TEXT
A team of researchers led by Case Western Reserve University received a $1.8 million National Institutes of Health grant to investigate why brain implants fail, and to test a drug that may prevent such failure.
Implants include brain-computer interfaces that use a tiny electrode implanted in the brain surface to connect the patient and the machine. These electrodes are used to restore movement or enable the paralyzed to communicate or move robotic limbs. Additional types of electrodes implanted in the brain can provide deep brain stimulation to eliminate epileptic seizures or symptoms of Parkinson’s disease, or simply record brain activity.
But, “The inflammatory response has really limited the clinical application of brain-computer interfacing technologies,” said Jeffrey Capadona, assistant professor of biomedical engineering and leader of the four-year project. “They work well in animal studies and show promise in clinical trials, but the devices don’t last long enough to really catch on. They fail at different rates for several reasons, but all fail.”
Capadona is working with a team of researchers affiliated with Case Western Reserve University: Dawn Taylor, assistant professor of biomedical engineering and assistant professor of neurosciences at Cleveland Clinic Lerner Research Institute; Dustin Tyler, associate professor of biomedical engineering; Robert Miller, vice president for research and a professor of neurosciences; and Stephen Selkirk, an assistant professor of neurology and a neurologist at the Louis Stokes Cleveland Veterans Administration Medical Center. They will test microelectrodes commonly associated with brain-computer interfacing applications.
Brain cells are damaged when any electrode is implanted, which causes pro-inflammatory molecules to accumulate around the electrode surface, in turn causing the adjacent neurons to degenerate and compromising of the blood-brain barrier. Damaged cells and infiltrating blood components exacerbate the immune response and cause more neurons to die.
“The electrodes can only record from healthy neurons close to the electrodes. When the closest neurons die, the devices fail to record high-quality signals required to control devices,” Capadona explained.
The group is targeting a participant in the innate immune response, a gene called cluster of differentiation 14, referred to as CD14. In work done while seeking this grant, the group found CD14 coordinates immune cell recognition and binding of damaged cells and blood serum proteins—part of the inflammatory response they believe eventually interferes with implants.
In testing, the researchers gave models of mutant and healthy mice a CD14 antagonist that appears to inhibit the gene. The result was that neuron loss around implanted electrodes was prevented. They also found that when CD14 pathways were over-stimulated, the quality of neural recordings suffered.
The group will soon begin testing whether a drug can improve outcomes.
“We have identified a drug that’s been approved for another clinical use, but which we believe patients can take and enable brain-computer interfaces to work longer,” Capadona said.
The team will test whether or not their approach works like an anti-rejection drug used by transplant patients, affecting a specific pathway involving CD14 in a way that prevents the inflammatory immune response from killing the cells that the implant is trying to communicate with.
Additionally, the group will investigate when the drug needs to be administered and for how long. Because cells die over time, they will test whether or not administering the drug to patients who already use brain-computer interfaces can prevent progressive cell death and, therefore keep the implants functioning.
The researchers believe the work could limit damage caused by the immune response and improve longevity for all types of brain implants and, even further, for implants used throughout the body.

TASK REQUIREMENTS
Copy the stretch of the article on the brain implant grant from "Implants include brain-computer" through "record brain activity.", swapping "robotic limbs" for "prosthetic arms".

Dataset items
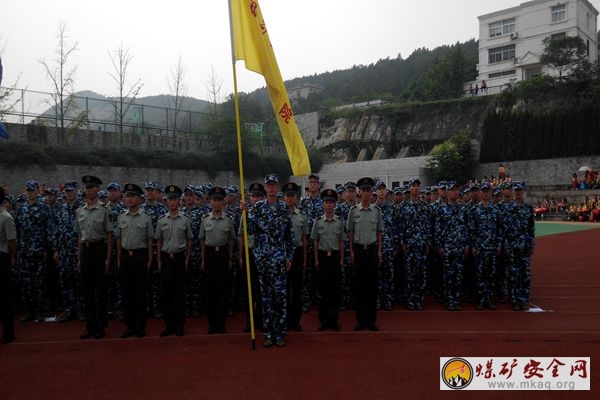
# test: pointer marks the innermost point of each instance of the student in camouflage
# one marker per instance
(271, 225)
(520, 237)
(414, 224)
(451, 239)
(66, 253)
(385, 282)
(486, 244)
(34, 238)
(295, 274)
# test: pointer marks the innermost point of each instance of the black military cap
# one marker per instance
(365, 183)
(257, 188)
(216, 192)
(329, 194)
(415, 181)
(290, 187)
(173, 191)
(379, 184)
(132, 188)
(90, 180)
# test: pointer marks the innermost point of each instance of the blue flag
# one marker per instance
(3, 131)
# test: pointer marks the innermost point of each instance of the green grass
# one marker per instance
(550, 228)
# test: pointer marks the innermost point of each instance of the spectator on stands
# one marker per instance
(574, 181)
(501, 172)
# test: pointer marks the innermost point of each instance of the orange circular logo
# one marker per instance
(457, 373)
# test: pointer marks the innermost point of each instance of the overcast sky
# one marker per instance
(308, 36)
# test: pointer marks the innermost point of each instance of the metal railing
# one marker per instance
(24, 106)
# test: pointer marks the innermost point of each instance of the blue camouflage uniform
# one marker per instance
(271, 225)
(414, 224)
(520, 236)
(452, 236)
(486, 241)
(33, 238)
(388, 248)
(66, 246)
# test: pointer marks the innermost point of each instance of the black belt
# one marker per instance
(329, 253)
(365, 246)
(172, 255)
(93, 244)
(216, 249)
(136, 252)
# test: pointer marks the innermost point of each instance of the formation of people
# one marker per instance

SOLUTION TO THIS TASK
Implants include brain-computer interfaces that use a tiny electrode implanted in the brain surface to connect the patient and the machine. These electrodes are used to restore movement or enable the paralyzed to communicate or move prosthetic arms. Additional types of electrodes implanted in the brain can provide deep brain stimulation to eliminate epileptic seizures or symptoms of Parkinson’s disease, or simply record brain activity.